··· TEXT PROVIDED
# Winter Slingshot...



## torsten (Feb 9, 2010)

Started to make this shooter in the last winter, finished it in spring - and post it now in summer...
Frame is Medang (3D-effects), Karelian masur birch as palmswell and a piece of Amboyna on the end of the handle.























Hope you like it!

Best regards
Torsten


----------



## Rayshot (Feb 1, 2010)

How could we not like it??

It's another gorgeous catty!


----------



## harson (Oct 21, 2011)

LIKE IT !, i love it , amazing work.


----------



## akmslingshots (Mar 2, 2012)

your sculpting and woodworking skills are amazing Torsten


----------



## DukaThe (Apr 9, 2011)

Torsten, sehr wunderbar. Diese Schleuder ist ausgezeichnet. Noch einer Kunstwerk. Ich bewundere dich








P.S.
Need to practice my german speaking trough the summer so I dont forget everything till de beggining of the school. I hope Im not to bad at it


----------



## Bill Hays (Aug 9, 2010)

Tremendous, the balance looks perfect.


----------



## Matt. H/C (Jun 7, 2012)

stunning craftsmanship


----------



## Mr.Teh (Feb 28, 2012)

Yeah i like it, very unique style, wonderful,
















Greetings........!!


----------



## Beanflip (Sep 11, 2010)
······
CHALLENGES:
(a) In the slingshot thread above, what wood is the frame made of?
(b) Carry on the slingshot thread above from its final line.
··· DATA BLOCK
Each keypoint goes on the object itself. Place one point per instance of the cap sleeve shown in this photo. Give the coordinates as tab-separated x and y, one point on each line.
······
REPLIES:
(a) Medang

(b)
The woods are beautiful. Nicely done.


----------



## tomshot123 (Mar 31, 2012)

That's great! The woods look so warm and rich!


----------



## WILD BILL (Jan 26, 2012)

A real beaut!

Bill


----------



## Flatband (Dec 18, 2009)

Just Perfection! Flatband


----------



## Dayhiker (Mar 13, 2010)

_*Yow!*_


----------



## Btoon84 (Nov 22, 2011)

Always a treat to see a slingshot crafted by the great torsten! Well done.


----------



## torsten (Feb 9, 2010)

DukaThe said:


> Torsten, sehr wunderbar. Diese Schleuder ist ausgezeichnet. Noch einer Kunstwerk. Ich bewundere dich
> 
> 
> 
> ...


Your German is pretty good - way better than my English!!

@ All:

Thanks a lot for your kind comments!!

Best regards
Torsten


----------



## Blue Danube (Sep 24, 2011)

That is just drop dead gorgeous work! Love the detail work with alternate woods


----------



## Devoman (Oct 15, 2010)

"Snow-way!" That's nice! I love the 3D effect.


----------



## Xidoo (Aug 14, 2010)

More and more of the same great sligshots?? Please!! Keep them coming... Saludos


----------



## trobbie66 (May 13, 2012)

SWEET SWEET SWEET the but cap looks like a gem set onto the fork.


----------



## e~shot (Jun 3, 2010)

I need one!


----------



## Uchida (Jul 28, 2012)

Need an apprentice?


----------



## Quercusuber (Nov 10, 2011)

Almost unbelievable!!! What a dreamy slingshot. Very well done!!


----------



## newconvert (Dec 12, 2011)

i always watch for your frames, i think this is your best one yet, absolutely beautiful, stunning!


----------



## Beanflip (Sep 11, 2010)

The wood looks like it's made of flames!


----------



## Ordie69 (Aug 25, 2011)

Simply beautiful. Great work.


----------



## Stevotattoo (Jun 28, 2012)

absolutely stunning.....amazing craftsmanship again


----------



## philly (Jun 13, 2010)

Beautiful Torsten, love the woods and your finish is awesome.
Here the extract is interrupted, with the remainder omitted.